■ **Information provided**:
— BEGIN —
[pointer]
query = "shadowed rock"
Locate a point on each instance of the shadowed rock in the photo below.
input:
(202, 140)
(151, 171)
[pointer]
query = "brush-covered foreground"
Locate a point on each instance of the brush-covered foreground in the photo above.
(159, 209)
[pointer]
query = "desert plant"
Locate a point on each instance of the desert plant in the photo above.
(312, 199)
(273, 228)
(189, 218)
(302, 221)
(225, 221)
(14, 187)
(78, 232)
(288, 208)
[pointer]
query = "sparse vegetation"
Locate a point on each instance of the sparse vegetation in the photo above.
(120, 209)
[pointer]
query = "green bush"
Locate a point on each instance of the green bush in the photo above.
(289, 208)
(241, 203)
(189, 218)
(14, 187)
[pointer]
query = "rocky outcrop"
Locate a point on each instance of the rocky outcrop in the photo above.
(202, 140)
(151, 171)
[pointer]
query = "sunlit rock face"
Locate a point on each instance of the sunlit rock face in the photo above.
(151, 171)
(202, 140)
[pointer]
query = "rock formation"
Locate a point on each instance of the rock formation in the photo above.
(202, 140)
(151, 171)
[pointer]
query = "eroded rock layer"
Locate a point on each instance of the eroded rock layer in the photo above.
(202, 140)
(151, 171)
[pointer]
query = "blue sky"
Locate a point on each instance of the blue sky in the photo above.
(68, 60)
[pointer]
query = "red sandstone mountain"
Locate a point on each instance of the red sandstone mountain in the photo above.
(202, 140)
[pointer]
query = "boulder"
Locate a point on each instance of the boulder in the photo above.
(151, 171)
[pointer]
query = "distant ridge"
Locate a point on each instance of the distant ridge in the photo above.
— END —
■ **Your objective**:
Your task is to transcribe the material exactly.

■ **Task response**:
[pointer]
query = "shadowed rock"
Locate a point on each instance of the shadowed rock in the photo below.
input:
(202, 140)
(151, 171)
[pointer]
query = "brush-covered foreground"
Locate a point on each instance of the brush-covered foreground in the photo above.
(159, 209)
[pointer]
query = "desert plant"
Locate a point on each instance of the desert plant in the photo above.
(312, 199)
(273, 228)
(189, 218)
(302, 221)
(225, 221)
(14, 187)
(78, 232)
(288, 208)
[pointer]
query = "sparse vegetation"
Locate a point on each instance of the sparse vegetation in the photo above.
(120, 209)
[pointer]
query = "green bush"
Locate a point on each instance of the green bush in the photo above.
(289, 208)
(241, 203)
(189, 218)
(14, 187)
[pointer]
query = "rocky outcrop"
Locate a point on each instance of the rocky outcrop in the photo above.
(202, 140)
(151, 171)
[pointer]
query = "sunlit rock face"
Locate a point on each instance of the sunlit rock face in the photo above.
(151, 171)
(202, 140)
[pointer]
query = "rock formation"
Locate a point on each instance of the rock formation in the photo above.
(202, 140)
(151, 171)
[pointer]
query = "eroded rock layer"
Locate a point on each instance of the eroded rock layer in the photo above.
(202, 140)
(151, 171)
[pointer]
query = "blue sky"
Locate a point on each instance of the blue sky in the photo above.
(68, 60)
[pointer]
query = "red sandstone mountain"
Locate a point on each instance of the red sandstone mountain in the photo above.
(202, 140)
[pointer]
query = "boulder"
Locate a point on each instance of the boulder in the photo above.
(151, 171)
[pointer]
query = "distant ridge"
Locate a point on each instance of the distant ridge in the photo above.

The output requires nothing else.